Task to carry out ▸ Leaving pictures aside, set down each line exactly, from the first line of the data to the line with "shrub, each point like", both included.

Records contained in a dataset

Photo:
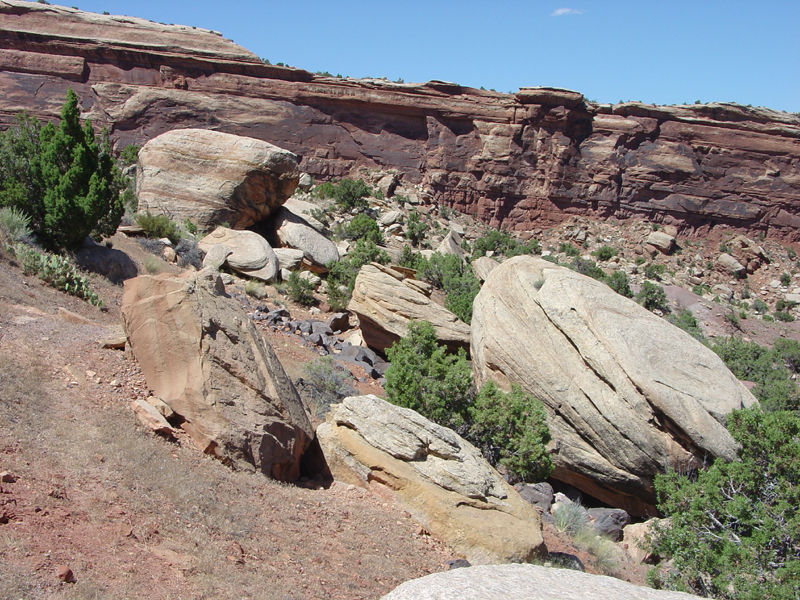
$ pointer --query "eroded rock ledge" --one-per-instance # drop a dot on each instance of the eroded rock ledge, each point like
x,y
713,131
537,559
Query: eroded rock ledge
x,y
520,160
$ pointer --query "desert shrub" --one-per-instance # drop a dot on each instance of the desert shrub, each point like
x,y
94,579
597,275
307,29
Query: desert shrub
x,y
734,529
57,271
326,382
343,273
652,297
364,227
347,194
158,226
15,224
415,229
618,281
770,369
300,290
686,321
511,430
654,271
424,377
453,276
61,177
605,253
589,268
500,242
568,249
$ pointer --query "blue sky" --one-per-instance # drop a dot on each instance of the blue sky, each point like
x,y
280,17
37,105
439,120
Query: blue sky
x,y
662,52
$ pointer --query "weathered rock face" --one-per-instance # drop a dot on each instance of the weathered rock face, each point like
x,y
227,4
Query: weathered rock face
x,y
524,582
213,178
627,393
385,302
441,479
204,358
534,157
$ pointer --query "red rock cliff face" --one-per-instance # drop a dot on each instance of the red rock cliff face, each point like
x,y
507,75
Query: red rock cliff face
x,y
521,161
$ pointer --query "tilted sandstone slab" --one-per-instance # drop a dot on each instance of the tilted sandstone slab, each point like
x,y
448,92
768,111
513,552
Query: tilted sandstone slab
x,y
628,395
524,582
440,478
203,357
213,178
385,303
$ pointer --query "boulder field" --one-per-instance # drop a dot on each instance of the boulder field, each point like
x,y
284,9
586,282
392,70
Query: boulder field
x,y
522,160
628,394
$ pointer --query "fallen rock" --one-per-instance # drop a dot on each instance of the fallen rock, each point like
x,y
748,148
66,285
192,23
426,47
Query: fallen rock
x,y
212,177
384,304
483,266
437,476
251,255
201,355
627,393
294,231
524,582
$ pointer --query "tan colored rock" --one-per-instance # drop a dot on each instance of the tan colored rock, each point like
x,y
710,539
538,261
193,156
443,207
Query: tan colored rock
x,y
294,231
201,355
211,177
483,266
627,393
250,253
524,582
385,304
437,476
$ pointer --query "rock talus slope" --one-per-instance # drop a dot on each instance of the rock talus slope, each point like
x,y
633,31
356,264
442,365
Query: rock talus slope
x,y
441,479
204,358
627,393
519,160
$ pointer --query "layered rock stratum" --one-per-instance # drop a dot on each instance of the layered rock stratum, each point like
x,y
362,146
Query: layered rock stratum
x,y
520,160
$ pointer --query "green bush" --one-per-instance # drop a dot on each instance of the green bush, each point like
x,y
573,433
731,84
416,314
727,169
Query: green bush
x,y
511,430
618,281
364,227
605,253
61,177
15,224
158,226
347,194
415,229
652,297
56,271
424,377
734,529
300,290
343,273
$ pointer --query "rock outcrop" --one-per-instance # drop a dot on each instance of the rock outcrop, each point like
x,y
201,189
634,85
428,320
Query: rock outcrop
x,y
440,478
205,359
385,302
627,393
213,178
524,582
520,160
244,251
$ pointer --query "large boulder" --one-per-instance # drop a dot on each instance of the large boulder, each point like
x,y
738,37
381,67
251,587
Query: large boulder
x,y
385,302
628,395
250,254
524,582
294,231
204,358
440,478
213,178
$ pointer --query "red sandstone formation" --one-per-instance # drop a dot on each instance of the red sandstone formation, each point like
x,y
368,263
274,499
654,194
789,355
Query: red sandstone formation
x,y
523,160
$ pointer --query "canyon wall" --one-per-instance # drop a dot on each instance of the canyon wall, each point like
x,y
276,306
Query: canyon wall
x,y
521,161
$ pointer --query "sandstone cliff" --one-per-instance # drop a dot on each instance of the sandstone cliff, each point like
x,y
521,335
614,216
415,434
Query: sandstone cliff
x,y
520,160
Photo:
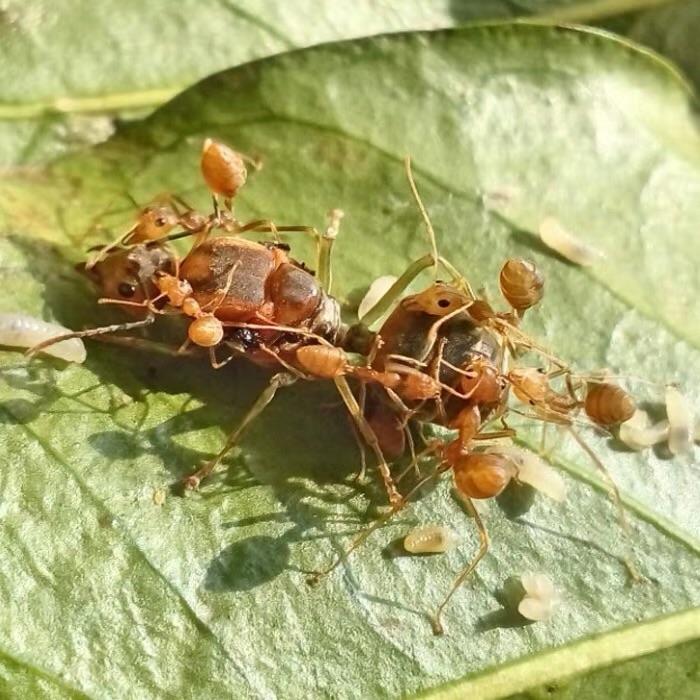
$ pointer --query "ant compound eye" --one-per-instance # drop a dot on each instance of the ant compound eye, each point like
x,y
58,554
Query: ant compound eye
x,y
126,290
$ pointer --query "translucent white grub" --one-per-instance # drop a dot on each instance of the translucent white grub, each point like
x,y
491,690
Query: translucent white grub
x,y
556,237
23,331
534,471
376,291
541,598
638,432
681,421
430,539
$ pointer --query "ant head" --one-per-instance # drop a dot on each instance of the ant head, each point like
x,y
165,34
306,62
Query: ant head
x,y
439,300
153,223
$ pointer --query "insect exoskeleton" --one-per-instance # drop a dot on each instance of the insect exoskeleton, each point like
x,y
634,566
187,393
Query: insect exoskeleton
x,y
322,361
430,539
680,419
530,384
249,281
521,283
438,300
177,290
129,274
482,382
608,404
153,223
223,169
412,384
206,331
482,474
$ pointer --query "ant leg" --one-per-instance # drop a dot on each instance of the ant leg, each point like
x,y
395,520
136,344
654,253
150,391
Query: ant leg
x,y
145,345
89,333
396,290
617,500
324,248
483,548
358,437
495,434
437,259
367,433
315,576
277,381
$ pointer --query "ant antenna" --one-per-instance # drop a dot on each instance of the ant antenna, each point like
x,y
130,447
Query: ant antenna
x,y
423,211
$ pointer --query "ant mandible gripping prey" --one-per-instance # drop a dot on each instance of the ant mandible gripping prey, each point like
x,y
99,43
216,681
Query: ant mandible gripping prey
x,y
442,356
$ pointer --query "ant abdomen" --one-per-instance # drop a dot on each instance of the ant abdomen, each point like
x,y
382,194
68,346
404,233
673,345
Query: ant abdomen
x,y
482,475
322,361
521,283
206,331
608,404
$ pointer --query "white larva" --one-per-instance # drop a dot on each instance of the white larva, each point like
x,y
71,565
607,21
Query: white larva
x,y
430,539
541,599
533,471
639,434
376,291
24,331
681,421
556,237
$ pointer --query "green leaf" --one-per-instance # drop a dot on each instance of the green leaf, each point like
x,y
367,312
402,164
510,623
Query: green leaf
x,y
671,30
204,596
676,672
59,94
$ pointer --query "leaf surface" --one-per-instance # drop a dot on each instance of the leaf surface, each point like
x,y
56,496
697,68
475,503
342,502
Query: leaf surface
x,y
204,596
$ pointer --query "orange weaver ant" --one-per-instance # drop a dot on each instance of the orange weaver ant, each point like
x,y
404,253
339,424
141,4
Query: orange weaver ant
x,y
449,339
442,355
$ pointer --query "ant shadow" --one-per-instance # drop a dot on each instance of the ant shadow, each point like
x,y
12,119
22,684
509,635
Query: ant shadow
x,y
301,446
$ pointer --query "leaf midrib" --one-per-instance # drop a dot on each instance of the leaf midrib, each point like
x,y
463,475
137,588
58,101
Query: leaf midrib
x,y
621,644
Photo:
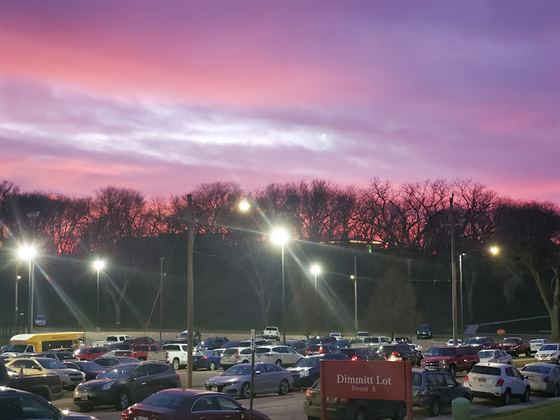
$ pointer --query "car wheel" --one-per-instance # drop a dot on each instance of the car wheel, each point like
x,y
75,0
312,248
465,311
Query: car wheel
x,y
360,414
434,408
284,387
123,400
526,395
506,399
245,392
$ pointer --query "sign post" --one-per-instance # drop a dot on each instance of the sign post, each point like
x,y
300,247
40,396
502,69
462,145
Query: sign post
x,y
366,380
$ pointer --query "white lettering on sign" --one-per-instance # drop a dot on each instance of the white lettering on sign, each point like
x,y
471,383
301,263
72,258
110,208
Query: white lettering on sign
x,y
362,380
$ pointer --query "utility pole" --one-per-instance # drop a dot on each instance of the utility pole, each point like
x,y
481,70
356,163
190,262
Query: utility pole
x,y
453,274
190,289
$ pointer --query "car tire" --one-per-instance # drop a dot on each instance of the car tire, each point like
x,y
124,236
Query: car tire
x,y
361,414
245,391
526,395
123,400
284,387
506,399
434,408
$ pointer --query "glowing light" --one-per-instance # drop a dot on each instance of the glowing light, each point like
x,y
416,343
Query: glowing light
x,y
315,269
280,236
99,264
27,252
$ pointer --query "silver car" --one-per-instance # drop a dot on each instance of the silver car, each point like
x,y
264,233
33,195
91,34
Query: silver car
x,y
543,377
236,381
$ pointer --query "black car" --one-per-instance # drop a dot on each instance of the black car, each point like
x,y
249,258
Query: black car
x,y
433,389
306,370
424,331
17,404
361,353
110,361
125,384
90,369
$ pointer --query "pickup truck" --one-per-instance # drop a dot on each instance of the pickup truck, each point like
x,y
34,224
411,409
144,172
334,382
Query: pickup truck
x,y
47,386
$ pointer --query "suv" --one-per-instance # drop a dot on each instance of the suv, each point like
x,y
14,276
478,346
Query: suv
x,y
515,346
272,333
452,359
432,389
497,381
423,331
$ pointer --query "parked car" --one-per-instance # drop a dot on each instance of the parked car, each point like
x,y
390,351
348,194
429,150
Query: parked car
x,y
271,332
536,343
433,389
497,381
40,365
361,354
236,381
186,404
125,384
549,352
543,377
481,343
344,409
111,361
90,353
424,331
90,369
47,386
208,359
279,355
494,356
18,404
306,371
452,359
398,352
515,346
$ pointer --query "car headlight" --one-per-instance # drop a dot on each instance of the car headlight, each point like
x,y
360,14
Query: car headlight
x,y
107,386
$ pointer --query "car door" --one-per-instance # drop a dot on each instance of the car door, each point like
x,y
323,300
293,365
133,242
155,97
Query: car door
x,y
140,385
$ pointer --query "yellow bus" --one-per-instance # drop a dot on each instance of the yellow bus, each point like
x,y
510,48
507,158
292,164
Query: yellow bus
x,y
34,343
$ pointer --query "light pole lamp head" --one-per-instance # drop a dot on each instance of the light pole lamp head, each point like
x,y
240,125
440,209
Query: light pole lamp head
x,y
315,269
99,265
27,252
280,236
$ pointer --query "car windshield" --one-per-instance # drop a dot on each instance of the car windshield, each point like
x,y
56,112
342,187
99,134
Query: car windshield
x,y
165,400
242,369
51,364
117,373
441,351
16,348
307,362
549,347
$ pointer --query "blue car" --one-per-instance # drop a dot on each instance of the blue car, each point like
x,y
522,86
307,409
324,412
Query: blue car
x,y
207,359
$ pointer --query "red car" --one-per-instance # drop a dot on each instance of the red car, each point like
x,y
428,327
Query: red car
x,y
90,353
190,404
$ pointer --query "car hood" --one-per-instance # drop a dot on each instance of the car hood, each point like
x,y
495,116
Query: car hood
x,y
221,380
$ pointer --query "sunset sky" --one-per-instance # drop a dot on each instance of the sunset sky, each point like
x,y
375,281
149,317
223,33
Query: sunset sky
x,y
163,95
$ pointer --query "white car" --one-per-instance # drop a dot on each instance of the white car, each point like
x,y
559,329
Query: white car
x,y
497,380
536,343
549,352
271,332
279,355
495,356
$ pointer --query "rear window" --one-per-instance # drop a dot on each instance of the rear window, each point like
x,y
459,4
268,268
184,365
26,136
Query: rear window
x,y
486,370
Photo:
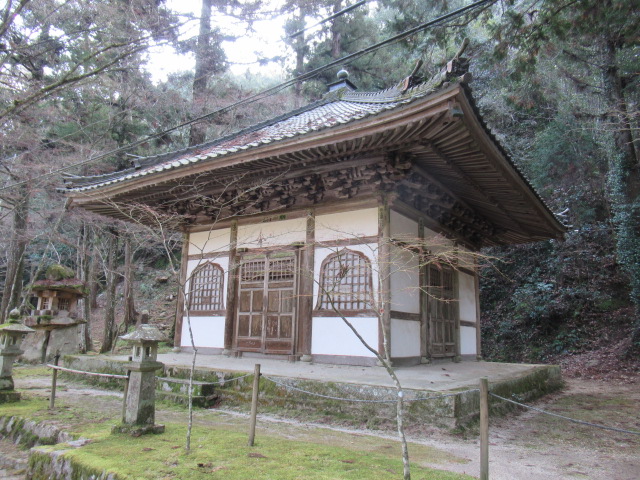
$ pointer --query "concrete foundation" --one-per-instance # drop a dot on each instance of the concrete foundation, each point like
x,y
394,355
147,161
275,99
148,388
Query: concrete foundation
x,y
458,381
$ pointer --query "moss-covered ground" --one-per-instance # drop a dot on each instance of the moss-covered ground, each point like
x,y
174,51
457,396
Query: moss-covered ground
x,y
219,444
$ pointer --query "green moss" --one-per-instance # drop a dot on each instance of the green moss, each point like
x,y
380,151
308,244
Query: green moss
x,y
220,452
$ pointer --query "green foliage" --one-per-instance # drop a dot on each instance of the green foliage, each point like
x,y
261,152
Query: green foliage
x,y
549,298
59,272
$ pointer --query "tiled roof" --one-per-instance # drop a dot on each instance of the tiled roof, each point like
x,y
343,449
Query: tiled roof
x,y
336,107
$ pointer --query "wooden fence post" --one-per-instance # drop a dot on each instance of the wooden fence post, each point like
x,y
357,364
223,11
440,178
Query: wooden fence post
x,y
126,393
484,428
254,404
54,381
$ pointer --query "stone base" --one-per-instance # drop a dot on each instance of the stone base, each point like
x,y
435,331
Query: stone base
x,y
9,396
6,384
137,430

Result ▸
Photo:
$ pointer --query "eroded rock ledge" --one-per-instance # drop a dot on each instance of the eroded rock ledge, each point like
x,y
713,131
537,559
Query: eroded rock ledge
x,y
520,160
$ pointer --query "desert shrub" --one-per-instance # drop a dot on each instance of the desert shrub, each point like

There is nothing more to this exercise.